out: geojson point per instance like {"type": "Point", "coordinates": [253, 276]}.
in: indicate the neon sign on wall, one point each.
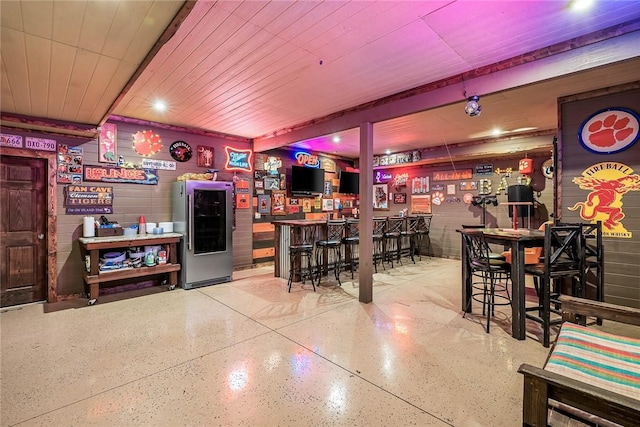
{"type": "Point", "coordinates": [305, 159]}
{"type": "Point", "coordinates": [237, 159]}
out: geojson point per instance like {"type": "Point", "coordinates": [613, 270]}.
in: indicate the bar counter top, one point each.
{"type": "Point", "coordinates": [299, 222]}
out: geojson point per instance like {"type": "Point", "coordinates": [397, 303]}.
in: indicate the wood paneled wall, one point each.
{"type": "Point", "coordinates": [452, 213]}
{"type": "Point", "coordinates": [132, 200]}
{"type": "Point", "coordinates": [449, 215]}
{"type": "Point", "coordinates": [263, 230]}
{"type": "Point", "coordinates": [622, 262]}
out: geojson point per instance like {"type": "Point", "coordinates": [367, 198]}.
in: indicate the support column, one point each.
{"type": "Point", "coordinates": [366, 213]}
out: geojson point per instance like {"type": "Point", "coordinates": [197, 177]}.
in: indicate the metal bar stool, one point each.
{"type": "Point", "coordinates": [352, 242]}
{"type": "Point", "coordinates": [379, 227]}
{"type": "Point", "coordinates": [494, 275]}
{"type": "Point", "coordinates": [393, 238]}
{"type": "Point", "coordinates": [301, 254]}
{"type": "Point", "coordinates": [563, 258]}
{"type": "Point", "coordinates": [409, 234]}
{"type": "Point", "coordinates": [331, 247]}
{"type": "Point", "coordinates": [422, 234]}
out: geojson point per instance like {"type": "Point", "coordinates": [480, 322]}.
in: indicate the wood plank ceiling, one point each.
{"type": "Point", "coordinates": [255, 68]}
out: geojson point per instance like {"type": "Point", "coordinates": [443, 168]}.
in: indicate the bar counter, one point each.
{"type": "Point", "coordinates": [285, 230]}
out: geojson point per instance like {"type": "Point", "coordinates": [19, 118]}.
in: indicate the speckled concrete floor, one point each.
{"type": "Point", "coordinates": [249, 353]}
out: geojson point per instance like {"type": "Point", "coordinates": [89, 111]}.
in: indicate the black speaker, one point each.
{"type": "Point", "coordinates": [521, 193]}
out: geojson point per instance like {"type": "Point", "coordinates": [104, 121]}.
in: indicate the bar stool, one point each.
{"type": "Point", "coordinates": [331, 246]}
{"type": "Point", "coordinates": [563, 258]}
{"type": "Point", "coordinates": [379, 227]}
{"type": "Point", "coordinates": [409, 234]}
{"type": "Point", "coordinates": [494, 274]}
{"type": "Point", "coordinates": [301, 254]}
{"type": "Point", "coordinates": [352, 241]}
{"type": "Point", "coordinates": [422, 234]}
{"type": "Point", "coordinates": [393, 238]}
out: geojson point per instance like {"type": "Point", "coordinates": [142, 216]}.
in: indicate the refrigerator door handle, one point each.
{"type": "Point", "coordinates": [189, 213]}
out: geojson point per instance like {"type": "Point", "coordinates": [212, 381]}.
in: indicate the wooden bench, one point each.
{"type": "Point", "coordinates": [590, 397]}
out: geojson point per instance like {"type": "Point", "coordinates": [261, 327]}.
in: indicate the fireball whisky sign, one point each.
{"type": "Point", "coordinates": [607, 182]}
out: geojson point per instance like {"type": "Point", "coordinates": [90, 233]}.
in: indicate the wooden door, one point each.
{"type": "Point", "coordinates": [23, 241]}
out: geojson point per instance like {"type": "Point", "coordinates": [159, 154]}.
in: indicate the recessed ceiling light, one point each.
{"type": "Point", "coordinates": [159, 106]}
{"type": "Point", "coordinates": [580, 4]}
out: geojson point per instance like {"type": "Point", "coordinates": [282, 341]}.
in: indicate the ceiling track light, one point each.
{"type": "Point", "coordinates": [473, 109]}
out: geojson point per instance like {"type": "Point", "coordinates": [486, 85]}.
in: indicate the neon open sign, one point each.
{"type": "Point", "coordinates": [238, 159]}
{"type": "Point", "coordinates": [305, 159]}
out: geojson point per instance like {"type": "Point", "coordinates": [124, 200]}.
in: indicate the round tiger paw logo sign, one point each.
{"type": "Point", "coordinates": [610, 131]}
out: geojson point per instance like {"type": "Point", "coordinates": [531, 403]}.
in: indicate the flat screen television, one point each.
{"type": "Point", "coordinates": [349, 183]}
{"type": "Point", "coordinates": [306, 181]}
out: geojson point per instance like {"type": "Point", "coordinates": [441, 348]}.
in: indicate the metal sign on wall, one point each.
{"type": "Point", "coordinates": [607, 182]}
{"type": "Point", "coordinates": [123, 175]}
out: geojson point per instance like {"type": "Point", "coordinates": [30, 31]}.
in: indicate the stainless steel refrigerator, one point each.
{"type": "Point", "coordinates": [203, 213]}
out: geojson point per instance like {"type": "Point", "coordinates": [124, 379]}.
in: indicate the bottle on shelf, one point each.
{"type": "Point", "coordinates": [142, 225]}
┄┄┄┄┄┄
§ **Brief**: How many lines of the listing above contain the string "neon"? Case counts. Reply with the number only.

§ **Task response**: 2